Shape boundary records:
═══

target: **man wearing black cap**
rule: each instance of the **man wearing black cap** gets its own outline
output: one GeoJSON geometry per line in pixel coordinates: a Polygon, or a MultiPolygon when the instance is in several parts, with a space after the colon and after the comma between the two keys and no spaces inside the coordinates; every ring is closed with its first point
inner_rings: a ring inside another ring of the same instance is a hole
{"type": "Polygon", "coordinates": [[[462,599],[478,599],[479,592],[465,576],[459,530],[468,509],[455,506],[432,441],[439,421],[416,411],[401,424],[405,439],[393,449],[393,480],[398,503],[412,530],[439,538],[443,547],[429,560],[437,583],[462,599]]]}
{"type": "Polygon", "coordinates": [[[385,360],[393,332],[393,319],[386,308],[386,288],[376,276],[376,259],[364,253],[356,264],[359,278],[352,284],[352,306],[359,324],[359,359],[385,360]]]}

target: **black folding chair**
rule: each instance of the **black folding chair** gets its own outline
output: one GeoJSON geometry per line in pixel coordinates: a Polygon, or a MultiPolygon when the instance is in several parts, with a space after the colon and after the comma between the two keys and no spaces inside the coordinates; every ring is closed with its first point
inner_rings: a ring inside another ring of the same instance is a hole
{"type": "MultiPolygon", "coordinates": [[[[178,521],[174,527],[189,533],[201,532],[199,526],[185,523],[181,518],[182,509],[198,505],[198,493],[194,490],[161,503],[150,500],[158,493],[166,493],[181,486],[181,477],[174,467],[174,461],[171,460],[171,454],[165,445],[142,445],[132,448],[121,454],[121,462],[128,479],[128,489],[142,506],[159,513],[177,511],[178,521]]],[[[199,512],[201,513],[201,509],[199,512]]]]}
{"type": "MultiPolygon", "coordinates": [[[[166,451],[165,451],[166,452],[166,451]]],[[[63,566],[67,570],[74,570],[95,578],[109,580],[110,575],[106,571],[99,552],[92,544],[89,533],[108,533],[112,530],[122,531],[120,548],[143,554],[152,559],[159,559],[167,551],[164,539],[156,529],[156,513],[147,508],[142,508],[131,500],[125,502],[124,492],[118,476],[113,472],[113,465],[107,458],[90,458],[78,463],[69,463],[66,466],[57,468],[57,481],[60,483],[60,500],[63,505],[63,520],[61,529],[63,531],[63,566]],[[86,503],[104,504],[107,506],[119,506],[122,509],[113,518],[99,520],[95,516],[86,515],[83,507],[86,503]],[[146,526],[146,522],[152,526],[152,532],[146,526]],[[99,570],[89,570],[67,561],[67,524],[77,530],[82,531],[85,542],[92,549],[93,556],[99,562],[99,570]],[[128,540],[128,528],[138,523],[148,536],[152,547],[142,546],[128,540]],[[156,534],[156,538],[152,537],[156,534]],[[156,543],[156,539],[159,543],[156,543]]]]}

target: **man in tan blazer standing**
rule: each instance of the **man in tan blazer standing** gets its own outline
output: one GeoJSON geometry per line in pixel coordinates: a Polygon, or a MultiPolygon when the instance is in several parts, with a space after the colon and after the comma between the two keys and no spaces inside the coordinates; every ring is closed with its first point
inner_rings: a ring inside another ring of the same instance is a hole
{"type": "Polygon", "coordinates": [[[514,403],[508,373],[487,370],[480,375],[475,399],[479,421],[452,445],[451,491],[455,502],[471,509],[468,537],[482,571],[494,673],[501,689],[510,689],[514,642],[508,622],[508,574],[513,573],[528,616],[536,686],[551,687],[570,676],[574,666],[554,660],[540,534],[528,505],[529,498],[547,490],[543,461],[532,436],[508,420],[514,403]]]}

═══

Could you copy these records line for line, with no changes at all?

Full answer:
target: **man wearing black cap**
rule: each instance of the **man wearing black cap** gets its own outline
output: one GeoJSON geometry per line in pixel coordinates: a Polygon, or a MultiPolygon when the instance is in several parts, with a space after the colon and after the comma between the two keys and no spaces inside the coordinates; every ring is closed with its first point
inner_rings: a ring inside another ring of the same instance is a hole
{"type": "Polygon", "coordinates": [[[462,599],[478,599],[479,592],[465,576],[459,530],[468,509],[455,506],[432,441],[439,421],[416,411],[401,424],[405,439],[393,449],[393,480],[398,503],[412,530],[439,538],[443,547],[429,560],[437,583],[462,599]]]}
{"type": "Polygon", "coordinates": [[[385,360],[393,332],[393,319],[386,308],[386,288],[376,276],[376,259],[364,253],[356,264],[359,278],[352,284],[352,306],[359,324],[359,359],[385,360]]]}

target: **black folding chair**
rule: each instance of the **black folding chair** gets its own outline
output: one GeoJSON geometry per line in pixel coordinates: a Polygon, or a MultiPolygon when the instance is in several parts, with a space after the colon and after the comma between the two keys and no spaces inside the coordinates; every ring is closed with its first point
inner_rings: a ring inside another ring of the same instance is a hole
{"type": "MultiPolygon", "coordinates": [[[[178,521],[174,527],[189,533],[201,532],[199,526],[185,523],[181,518],[182,509],[198,505],[198,493],[194,490],[161,503],[150,500],[158,493],[166,493],[181,486],[181,477],[174,467],[174,461],[171,460],[171,454],[165,445],[142,445],[132,448],[121,454],[121,462],[128,479],[128,489],[142,506],[159,513],[177,511],[178,521]]],[[[199,512],[201,513],[201,509],[199,512]]]]}
{"type": "MultiPolygon", "coordinates": [[[[166,451],[165,451],[166,452],[166,451]]],[[[63,566],[67,570],[74,570],[95,578],[109,580],[110,575],[106,571],[99,552],[92,544],[89,533],[108,533],[112,530],[122,531],[120,548],[143,554],[152,559],[159,559],[167,551],[164,539],[156,529],[156,513],[147,508],[142,508],[131,500],[125,502],[124,492],[118,476],[113,472],[113,465],[107,458],[90,458],[78,463],[69,463],[66,466],[57,468],[57,481],[60,483],[60,500],[63,505],[63,520],[61,529],[63,531],[63,566]],[[86,503],[104,504],[107,506],[119,506],[122,509],[113,518],[99,520],[95,516],[86,515],[83,507],[86,503]],[[146,526],[146,522],[152,526],[152,532],[146,526]],[[99,570],[89,570],[67,561],[67,524],[77,530],[82,531],[85,542],[92,549],[93,556],[99,562],[99,570]],[[128,540],[128,528],[138,523],[148,536],[152,547],[142,546],[128,540]],[[156,534],[156,538],[152,537],[156,534]],[[156,543],[156,539],[159,543],[156,543]]]]}

target: **man in tan blazer standing**
rule: each instance of the **man in tan blazer standing** gets its own outline
output: one GeoJSON geometry per line in pixel coordinates: a Polygon, or a MultiPolygon when the instance is in several parts, with a space after the colon and after the comma between the two keys and no spaces inside the coordinates; every ring is closed with its first point
inner_rings: a ring inside another ring of the same instance is a hole
{"type": "Polygon", "coordinates": [[[514,403],[508,373],[487,370],[480,375],[475,399],[479,421],[452,445],[451,491],[455,502],[471,509],[468,537],[482,571],[494,673],[501,689],[510,689],[514,642],[508,622],[508,574],[513,573],[528,616],[536,686],[551,687],[570,676],[574,666],[554,660],[540,534],[528,505],[529,498],[547,490],[543,461],[532,436],[508,420],[514,403]]]}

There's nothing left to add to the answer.